▶ _Description of the task_:
Copy the records below, putting "magenta flower" wherever "pink-purple blossom" occurs and changing nothing else.

Region annotation entries
+++
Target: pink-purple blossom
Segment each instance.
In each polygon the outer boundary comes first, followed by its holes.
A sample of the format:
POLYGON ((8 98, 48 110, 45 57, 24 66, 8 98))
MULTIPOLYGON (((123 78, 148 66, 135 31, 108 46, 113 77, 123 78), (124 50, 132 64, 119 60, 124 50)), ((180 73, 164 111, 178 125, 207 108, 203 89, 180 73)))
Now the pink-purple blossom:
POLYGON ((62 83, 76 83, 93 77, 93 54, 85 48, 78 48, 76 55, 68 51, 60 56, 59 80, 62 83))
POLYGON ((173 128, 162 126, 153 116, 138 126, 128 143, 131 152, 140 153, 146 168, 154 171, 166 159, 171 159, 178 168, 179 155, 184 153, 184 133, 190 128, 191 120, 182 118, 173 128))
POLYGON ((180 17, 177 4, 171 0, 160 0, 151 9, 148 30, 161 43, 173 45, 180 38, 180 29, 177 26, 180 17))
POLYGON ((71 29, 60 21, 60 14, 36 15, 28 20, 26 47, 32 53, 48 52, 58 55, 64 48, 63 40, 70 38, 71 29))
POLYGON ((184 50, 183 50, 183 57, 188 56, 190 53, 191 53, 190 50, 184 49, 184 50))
+++
▶ _Solution to this task_:
Target: magenta flower
Segment each instance.
In each polygon the outer boundary comes first, followed by its holes.
A sample of the format:
POLYGON ((8 98, 48 110, 45 57, 24 66, 8 98))
MULTIPOLYGON (((123 78, 148 66, 135 31, 108 46, 113 77, 123 78), (124 50, 132 64, 119 60, 124 50)), ((180 73, 164 111, 178 125, 207 108, 203 89, 180 73)))
Now the magenta flower:
POLYGON ((62 83, 76 83, 93 77, 93 54, 85 48, 78 48, 76 55, 68 51, 60 56, 59 80, 62 83))
POLYGON ((173 128, 162 126, 153 116, 138 126, 128 143, 131 152, 140 153, 146 168, 154 171, 166 159, 171 159, 178 168, 179 155, 184 153, 184 133, 190 128, 191 120, 182 118, 173 128))
POLYGON ((180 17, 177 4, 171 0, 160 0, 151 9, 148 30, 161 43, 173 45, 180 38, 180 29, 177 26, 180 17))
POLYGON ((71 29, 60 21, 60 14, 36 15, 28 20, 26 47, 32 53, 48 52, 58 55, 64 48, 63 40, 70 38, 71 29))
POLYGON ((184 50, 183 50, 183 57, 188 56, 190 53, 191 53, 190 50, 184 49, 184 50))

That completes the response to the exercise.